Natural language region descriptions
^^^^^^^^

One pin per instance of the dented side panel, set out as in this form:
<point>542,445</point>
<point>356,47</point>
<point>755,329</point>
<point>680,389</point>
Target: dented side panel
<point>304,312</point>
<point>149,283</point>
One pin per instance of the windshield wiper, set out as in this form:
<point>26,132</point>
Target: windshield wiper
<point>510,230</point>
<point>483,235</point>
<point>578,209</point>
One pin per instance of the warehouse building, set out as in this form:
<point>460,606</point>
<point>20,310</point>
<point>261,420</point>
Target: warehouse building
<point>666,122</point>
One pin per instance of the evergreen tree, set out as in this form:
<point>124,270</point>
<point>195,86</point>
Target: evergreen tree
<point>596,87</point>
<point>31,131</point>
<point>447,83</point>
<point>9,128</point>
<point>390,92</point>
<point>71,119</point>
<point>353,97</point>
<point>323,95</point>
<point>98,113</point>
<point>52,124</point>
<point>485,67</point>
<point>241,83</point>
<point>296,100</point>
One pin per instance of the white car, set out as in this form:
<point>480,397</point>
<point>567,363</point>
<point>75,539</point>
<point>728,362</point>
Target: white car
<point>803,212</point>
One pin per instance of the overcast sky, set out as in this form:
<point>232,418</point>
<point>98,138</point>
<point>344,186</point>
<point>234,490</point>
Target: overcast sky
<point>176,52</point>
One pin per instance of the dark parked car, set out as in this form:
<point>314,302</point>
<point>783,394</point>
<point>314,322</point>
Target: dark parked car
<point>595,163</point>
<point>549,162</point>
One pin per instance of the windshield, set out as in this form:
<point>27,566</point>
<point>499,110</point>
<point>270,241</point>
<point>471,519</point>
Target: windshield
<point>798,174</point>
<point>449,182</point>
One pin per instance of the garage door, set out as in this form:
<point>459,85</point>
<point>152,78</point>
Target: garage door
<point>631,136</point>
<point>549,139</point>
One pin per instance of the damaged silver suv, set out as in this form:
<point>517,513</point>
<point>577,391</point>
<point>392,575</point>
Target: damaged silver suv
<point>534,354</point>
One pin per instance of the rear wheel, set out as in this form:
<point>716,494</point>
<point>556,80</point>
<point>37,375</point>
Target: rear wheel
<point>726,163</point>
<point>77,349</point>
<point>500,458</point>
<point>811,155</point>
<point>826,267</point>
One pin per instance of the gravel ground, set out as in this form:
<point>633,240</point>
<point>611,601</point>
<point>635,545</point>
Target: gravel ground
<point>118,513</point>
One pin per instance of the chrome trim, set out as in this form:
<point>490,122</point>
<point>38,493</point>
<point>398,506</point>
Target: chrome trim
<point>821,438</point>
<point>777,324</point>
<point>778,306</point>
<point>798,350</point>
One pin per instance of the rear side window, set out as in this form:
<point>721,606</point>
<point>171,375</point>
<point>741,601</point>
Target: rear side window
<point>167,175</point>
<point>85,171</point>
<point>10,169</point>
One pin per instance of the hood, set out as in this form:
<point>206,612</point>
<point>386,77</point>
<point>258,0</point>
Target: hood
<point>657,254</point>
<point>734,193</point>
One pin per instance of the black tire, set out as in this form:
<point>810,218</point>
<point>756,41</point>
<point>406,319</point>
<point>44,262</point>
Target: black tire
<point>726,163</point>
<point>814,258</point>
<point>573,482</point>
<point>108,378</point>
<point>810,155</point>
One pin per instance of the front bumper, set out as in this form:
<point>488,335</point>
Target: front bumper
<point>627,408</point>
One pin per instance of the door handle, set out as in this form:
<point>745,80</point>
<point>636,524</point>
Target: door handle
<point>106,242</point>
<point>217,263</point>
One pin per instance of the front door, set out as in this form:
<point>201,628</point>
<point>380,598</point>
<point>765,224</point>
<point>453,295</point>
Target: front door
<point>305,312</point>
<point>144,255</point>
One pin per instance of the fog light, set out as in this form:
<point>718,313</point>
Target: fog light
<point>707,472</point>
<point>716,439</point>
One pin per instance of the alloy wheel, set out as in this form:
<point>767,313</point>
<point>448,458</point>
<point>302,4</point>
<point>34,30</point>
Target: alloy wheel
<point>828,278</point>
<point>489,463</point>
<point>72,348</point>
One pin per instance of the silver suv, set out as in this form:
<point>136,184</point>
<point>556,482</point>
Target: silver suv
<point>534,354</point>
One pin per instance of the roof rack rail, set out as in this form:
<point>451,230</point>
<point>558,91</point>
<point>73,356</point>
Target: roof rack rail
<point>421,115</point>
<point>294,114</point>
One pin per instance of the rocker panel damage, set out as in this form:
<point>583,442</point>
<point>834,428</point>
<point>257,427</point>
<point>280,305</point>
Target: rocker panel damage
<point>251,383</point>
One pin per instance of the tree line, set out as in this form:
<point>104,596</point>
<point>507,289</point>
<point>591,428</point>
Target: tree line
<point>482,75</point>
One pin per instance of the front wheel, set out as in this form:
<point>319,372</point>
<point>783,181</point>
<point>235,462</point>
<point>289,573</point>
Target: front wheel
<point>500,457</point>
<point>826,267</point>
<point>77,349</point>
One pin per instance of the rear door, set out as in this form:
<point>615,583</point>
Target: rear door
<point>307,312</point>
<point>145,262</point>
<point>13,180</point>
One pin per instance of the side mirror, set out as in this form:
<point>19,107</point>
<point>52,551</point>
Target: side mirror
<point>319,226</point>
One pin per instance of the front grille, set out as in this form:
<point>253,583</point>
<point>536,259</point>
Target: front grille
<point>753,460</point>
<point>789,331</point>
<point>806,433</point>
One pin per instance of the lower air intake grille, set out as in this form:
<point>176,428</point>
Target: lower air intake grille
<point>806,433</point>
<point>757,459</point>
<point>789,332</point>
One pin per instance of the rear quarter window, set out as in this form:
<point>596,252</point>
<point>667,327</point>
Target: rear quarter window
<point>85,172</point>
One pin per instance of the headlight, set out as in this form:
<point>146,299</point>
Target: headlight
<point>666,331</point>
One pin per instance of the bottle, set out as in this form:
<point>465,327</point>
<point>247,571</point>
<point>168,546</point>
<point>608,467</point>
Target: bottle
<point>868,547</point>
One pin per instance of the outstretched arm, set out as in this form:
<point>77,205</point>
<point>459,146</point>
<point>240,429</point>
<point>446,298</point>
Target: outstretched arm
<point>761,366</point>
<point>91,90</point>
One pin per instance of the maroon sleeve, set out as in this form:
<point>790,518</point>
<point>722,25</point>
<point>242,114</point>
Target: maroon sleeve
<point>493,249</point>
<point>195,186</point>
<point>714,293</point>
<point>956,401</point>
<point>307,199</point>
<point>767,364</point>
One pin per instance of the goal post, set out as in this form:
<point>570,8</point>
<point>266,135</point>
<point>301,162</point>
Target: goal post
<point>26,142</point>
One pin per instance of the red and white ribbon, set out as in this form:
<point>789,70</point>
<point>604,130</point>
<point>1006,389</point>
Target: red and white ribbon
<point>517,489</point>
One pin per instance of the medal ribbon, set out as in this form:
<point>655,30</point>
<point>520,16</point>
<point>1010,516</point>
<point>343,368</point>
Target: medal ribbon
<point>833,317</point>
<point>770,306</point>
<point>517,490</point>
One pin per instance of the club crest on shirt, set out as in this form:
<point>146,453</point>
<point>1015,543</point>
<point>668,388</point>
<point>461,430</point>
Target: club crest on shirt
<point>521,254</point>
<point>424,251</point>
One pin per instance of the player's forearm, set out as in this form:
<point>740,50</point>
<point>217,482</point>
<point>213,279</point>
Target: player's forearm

^^^^^^^^

Directions - The lines to extract from the data above begin with the line containing "One pin per instance of the club" and end with the line containing "One pin per instance of the player's". Extract them exactly, including both.

Answer area -
One pin per instance of the club crest on shirt, set out as in this form:
<point>146,453</point>
<point>1015,543</point>
<point>668,388</point>
<point>461,430</point>
Target: club crest on shirt
<point>521,254</point>
<point>424,251</point>
One pin per instance of the player's forearm, set out as in this form:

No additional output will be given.